**What you have to do**. Give back all of the data exactly as written.

**Dataset excerpts**.
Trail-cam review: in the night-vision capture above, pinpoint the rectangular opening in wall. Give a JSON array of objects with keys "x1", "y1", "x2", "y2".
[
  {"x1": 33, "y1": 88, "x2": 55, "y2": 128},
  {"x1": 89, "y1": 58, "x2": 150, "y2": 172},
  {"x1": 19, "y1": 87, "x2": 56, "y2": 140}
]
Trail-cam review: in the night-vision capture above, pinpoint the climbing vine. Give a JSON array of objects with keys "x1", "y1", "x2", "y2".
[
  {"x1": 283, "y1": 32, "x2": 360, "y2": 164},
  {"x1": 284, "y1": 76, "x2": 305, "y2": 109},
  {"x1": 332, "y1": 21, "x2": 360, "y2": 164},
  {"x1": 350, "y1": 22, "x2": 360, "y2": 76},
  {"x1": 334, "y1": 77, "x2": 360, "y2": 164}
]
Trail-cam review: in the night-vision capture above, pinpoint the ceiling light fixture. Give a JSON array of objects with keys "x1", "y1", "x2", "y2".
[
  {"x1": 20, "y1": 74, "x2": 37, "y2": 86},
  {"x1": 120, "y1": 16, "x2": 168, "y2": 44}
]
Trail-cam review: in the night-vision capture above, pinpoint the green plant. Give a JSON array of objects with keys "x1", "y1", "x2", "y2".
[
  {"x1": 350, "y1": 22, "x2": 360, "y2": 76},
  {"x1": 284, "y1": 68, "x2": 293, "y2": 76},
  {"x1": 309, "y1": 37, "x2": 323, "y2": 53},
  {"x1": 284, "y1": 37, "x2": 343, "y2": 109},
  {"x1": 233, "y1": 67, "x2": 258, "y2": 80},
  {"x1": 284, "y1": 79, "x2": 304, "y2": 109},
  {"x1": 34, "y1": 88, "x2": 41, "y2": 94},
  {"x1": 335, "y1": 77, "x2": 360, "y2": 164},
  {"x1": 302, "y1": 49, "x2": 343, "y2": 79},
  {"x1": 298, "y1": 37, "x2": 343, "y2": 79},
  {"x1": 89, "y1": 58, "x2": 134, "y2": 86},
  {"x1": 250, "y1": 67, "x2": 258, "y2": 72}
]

**Task output**.
Trail-cam review: in the night-vision capture above, pinpoint the rectangular opening in wall. Give a JSON array of objects with keys "x1", "y1", "x2", "y2".
[
  {"x1": 33, "y1": 88, "x2": 55, "y2": 128},
  {"x1": 89, "y1": 58, "x2": 150, "y2": 172},
  {"x1": 19, "y1": 87, "x2": 56, "y2": 140}
]
Trail-cam review: in the night-vision capture above, pinpoint the climbing vine. Give a JSON array of objects with keys "x1", "y1", "x2", "y2".
[
  {"x1": 283, "y1": 32, "x2": 360, "y2": 164},
  {"x1": 284, "y1": 76, "x2": 305, "y2": 109},
  {"x1": 332, "y1": 21, "x2": 360, "y2": 164},
  {"x1": 350, "y1": 22, "x2": 360, "y2": 76},
  {"x1": 334, "y1": 77, "x2": 360, "y2": 164}
]
Trail-cam review: in the night-vision capture above, pinpoint the ceiling light fixture. Give a JSON array of objects with keys "x1", "y1", "x2", "y2".
[
  {"x1": 20, "y1": 74, "x2": 37, "y2": 86},
  {"x1": 120, "y1": 16, "x2": 168, "y2": 44}
]
Trail-cam review: in the night-vision capture above, pinpoint the green plant. Give a JSON array of objects with keys "x1", "y1", "x2", "y2".
[
  {"x1": 350, "y1": 22, "x2": 360, "y2": 76},
  {"x1": 284, "y1": 68, "x2": 293, "y2": 76},
  {"x1": 309, "y1": 37, "x2": 323, "y2": 53},
  {"x1": 284, "y1": 37, "x2": 343, "y2": 109},
  {"x1": 233, "y1": 67, "x2": 258, "y2": 80},
  {"x1": 284, "y1": 79, "x2": 304, "y2": 109},
  {"x1": 34, "y1": 88, "x2": 41, "y2": 94},
  {"x1": 335, "y1": 77, "x2": 360, "y2": 164},
  {"x1": 302, "y1": 49, "x2": 343, "y2": 79},
  {"x1": 298, "y1": 37, "x2": 343, "y2": 79},
  {"x1": 89, "y1": 58, "x2": 134, "y2": 86},
  {"x1": 250, "y1": 67, "x2": 258, "y2": 72}
]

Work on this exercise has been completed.